# Your instructions:
Copy out every one of the following rows word for word, with no changes.

[START OF Data supplied]

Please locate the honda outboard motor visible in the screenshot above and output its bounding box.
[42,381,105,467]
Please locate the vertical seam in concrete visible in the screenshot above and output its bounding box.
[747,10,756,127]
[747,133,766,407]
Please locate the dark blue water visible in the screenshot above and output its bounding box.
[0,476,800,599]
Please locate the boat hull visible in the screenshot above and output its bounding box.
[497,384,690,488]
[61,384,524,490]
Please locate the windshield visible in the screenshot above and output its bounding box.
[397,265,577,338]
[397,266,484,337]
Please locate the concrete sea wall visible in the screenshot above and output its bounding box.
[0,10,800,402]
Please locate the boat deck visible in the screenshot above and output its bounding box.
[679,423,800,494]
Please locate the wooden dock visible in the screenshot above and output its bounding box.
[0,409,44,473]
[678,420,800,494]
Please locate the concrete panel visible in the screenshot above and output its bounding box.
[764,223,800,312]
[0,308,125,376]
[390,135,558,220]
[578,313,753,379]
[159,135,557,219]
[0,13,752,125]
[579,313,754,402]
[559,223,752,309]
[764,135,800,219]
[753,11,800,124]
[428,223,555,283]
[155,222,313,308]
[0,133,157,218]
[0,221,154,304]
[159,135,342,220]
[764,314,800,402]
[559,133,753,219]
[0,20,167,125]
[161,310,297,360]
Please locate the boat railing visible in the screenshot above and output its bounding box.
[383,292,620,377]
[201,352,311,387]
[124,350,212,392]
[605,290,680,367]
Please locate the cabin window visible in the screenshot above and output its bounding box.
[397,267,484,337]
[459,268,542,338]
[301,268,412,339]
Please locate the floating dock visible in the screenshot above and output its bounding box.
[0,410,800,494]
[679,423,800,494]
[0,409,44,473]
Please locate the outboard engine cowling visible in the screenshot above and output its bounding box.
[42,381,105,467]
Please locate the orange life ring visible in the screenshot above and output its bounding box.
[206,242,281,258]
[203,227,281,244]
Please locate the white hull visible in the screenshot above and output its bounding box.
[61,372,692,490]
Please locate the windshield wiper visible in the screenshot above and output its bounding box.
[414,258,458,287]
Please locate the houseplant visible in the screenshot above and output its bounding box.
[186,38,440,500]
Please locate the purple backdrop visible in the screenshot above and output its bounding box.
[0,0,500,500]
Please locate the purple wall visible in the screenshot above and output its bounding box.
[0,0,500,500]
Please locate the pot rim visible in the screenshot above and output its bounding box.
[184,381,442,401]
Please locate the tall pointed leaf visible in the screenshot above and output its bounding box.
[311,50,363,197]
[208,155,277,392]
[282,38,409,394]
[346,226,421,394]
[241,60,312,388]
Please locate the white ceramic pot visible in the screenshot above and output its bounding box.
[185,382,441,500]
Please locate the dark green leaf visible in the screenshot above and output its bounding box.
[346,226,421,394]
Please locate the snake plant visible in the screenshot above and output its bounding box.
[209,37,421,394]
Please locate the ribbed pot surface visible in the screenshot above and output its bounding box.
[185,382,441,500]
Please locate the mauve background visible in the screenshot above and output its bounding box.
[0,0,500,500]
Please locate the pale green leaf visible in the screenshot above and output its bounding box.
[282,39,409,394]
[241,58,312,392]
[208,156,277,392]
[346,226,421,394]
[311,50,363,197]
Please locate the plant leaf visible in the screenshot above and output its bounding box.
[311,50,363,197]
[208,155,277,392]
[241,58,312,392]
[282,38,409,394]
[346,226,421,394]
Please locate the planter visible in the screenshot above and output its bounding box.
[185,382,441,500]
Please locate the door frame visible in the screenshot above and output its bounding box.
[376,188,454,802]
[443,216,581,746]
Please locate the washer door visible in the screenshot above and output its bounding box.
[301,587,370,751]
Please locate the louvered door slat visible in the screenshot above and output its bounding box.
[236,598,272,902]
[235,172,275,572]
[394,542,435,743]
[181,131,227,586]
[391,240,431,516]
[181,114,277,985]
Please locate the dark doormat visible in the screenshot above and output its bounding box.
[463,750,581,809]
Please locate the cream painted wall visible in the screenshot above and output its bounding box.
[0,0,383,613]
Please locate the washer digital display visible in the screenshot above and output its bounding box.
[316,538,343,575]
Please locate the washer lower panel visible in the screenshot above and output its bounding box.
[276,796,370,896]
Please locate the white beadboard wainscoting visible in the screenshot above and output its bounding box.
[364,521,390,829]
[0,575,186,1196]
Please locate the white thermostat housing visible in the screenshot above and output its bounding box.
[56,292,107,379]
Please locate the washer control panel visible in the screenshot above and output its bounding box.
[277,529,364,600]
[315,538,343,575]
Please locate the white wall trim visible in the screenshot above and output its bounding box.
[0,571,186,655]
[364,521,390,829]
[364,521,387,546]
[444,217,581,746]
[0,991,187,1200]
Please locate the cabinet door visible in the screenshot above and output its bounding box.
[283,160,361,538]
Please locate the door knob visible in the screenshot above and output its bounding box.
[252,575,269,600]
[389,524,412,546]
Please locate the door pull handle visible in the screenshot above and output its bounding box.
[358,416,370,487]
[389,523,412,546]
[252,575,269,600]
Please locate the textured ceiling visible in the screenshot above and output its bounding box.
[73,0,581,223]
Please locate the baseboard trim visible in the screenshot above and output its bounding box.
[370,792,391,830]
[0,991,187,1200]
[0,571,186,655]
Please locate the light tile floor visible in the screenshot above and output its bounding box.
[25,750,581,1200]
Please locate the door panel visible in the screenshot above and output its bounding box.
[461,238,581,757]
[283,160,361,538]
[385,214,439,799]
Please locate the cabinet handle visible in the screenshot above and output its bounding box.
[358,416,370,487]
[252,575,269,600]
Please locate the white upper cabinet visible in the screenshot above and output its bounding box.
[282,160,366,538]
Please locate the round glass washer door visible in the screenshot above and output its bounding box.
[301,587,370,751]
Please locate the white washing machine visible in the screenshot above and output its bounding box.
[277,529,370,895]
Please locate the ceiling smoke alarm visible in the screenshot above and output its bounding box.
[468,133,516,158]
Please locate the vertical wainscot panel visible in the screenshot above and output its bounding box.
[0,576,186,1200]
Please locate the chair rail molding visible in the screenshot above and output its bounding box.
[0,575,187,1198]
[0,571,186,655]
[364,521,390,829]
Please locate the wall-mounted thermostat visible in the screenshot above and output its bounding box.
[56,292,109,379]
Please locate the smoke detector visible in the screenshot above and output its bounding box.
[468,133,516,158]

[END OF Data supplied]

# Solution:
Please locate the honda outboard motor visible in the screenshot above and output its bounding box.
[42,381,105,467]
Please locate the vertical seam in concrete visible in the screenshot above and output its bounding box.
[747,10,756,127]
[747,133,766,407]
Please locate the dark blue water visible in the screenshot above and output its bounding box.
[0,476,800,599]
Please locate the boat hull visible in the screenshot above and output its bounding box.
[497,384,690,488]
[61,384,524,490]
Please locate the windshield visible in the screenshot above and output its bounding box.
[397,265,577,338]
[397,266,484,337]
Please locate the concrete sea wall visible in the screenshot above and output its bounding box.
[0,10,800,402]
Please locate the boat deck visible in the screenshot above and output its bounding box.
[679,423,800,494]
Please locate the wooden dock visible in the screenshot above and output its bounding box.
[0,409,44,473]
[678,420,800,494]
Please locate the concrete panel visible in the screenshot above and output its bounding box.
[764,223,800,312]
[0,308,125,376]
[390,135,558,220]
[578,313,753,379]
[159,135,557,219]
[0,13,752,125]
[579,313,754,402]
[559,223,752,309]
[764,135,800,219]
[753,11,800,124]
[428,223,555,283]
[155,222,313,308]
[0,133,157,218]
[0,221,154,304]
[159,135,342,220]
[764,314,800,402]
[559,133,753,219]
[0,20,167,125]
[161,310,297,360]
Please locate the boat railing visible in the screenshot above and output its bounding box.
[383,292,620,377]
[201,352,311,387]
[124,350,212,392]
[605,290,680,367]
Please locate the cabin window visible in the screenshot above and output its bounding box.
[397,267,484,337]
[459,268,542,338]
[301,268,412,339]
Please locate the floating dock visible in the screenshot above and output its bounding box.
[0,410,800,494]
[679,423,800,494]
[0,409,44,473]
Please locate the outboard engine cowling visible in the screenshot above and output its bounding box.
[42,381,105,467]
Please locate the orange life ring visible in the screenshot above and output its bounding box.
[206,242,281,258]
[203,227,281,244]
Please locate the white hull visible in the screenshot above and output its bounding box.
[61,372,692,490]
Please locate the windshield wiper visible in the screenshot above and output its bounding box.
[414,258,458,287]
Please locate the houseplant visible in the screenshot above and output its bounding box.
[186,38,440,500]
Please locate the purple backdrop visible in the screenshot above and output its bounding box.
[0,0,500,500]
Please locate the purple wall visible in the screenshot above and output its bounding box.
[0,0,500,500]
Please locate the pot rim visible in the screenshot above and output its bounding box.
[184,381,442,401]
Please locate the tall pointed leaf visible in the screenshot above and output its bounding box.
[311,50,363,197]
[208,155,277,392]
[282,38,409,394]
[346,226,421,394]
[241,60,312,388]
Please locate the white ceramic pot visible in the screenshot above and output its bounding box.
[185,382,441,500]
Please locate the dark green leaf visible in the screenshot above and output its bounding box.
[346,226,421,394]
Please locate the snake plant visible in the screenshot above and output its bounding box.
[209,37,421,394]
Please locate the ribbed pot surface visible in the screenshot above and output its bounding box.
[185,382,441,500]
Please locate the mauve background visible in the screenshot above and output its bounding box.
[0,0,500,500]
Please locate the pale green leaf visible in the screenshot above and output its bounding box.
[282,39,409,394]
[241,58,312,392]
[208,156,277,392]
[346,226,421,394]
[311,50,363,197]
Please locate the plant leaf visible in the screenshot above and output its bounding box.
[311,50,363,197]
[208,155,277,392]
[241,58,312,392]
[282,38,409,394]
[346,226,421,394]
Please locate the planter visible in the screenshot above and output its bounding box.
[185,382,441,500]
Please locate the door frame visible in the screenshot above and output its bounding box.
[376,188,454,802]
[443,216,581,746]
Please locate the washer door visible in the screenshot above and output its bounding box.
[301,587,370,751]
Please locate the louvered door slat visible in the screenshot above and output its bounding box.
[236,598,272,902]
[235,172,275,572]
[394,542,435,743]
[181,131,227,586]
[391,240,431,516]
[181,114,277,985]
Please locate the dark doormat visible in the screenshot above and output its bounding box.
[463,750,581,809]
Please locate the cream painted wall visible in the screenshot above and output its bounding box.
[0,0,383,613]
Please locate the washer digital display visible in the screenshot above and output its bounding box.
[316,538,343,575]
Please locate the washer lower panel visible in the screenshot above and output its bounding box.
[276,796,370,896]
Please locate the white beadboard wainscoting visible in the screenshot above and output its bounding box.
[364,521,390,829]
[0,575,186,1196]
Please locate the white thermostat housing visible in the screenshot above and output its bounding box.
[56,292,107,379]
Please locate the washer control panel visible in the screenshot above and output its bounding box.
[277,529,364,600]
[315,538,343,575]
Please locate the white wall trim visible in the screenshot above and output its bounding box.
[0,571,186,655]
[364,521,390,829]
[364,521,387,546]
[444,217,581,746]
[0,991,187,1200]
Please locate the cabinet door visible in the screenshot above and output its bounding box.
[283,160,361,538]
Please locate the door knob visible in the screenshot above and output its bounding box.
[252,575,269,600]
[389,524,412,546]
Please locate the door pull handle visible in the screenshot above and output its bounding box.
[358,416,370,487]
[389,523,412,546]
[252,575,269,600]
Please locate the textured ceiling visible in the screenshot above and output its bounding box.
[73,0,581,223]
Please locate the baseboard trim visible in the screenshot above and output its bounding box.
[370,792,391,830]
[0,991,187,1200]
[0,571,186,655]
Please locate the light tile floor visible in the screenshot above and output its bounding box.
[25,750,581,1200]
Please locate the door panel visible in the screenshot above and output its bounding box.
[461,238,581,757]
[283,160,361,538]
[385,214,439,799]
Please locate the cabinet handle visible in the screenshot above and output its bounding box.
[358,416,370,487]
[252,575,269,600]
Please locate the white upper cabinet visible in the screenshot above and output its bounding box.
[282,160,366,538]
Please locate the round glass washer door visible in the screenshot above and output its bounding box.
[301,587,370,751]
Please locate the white washing machine visible in the screenshot above and output its bounding box.
[277,529,370,895]
Please locate the ceiling smoke alarm visible in the screenshot above and output its bounding box.
[468,133,516,158]
Please locate the vertical wainscot panel visible in the screenshot above and output its bounding box.
[0,576,186,1200]
Please locate the chair rail molding visible in the screenshot above and output its bounding box.
[0,575,187,1198]
[0,571,186,655]
[364,521,390,829]
Please locate the wall-mounted thermostat visible in the screenshot above and output its bounding box.
[56,292,109,379]
Please locate the smoke detector visible in the screenshot above and output its bounding box.
[468,133,516,158]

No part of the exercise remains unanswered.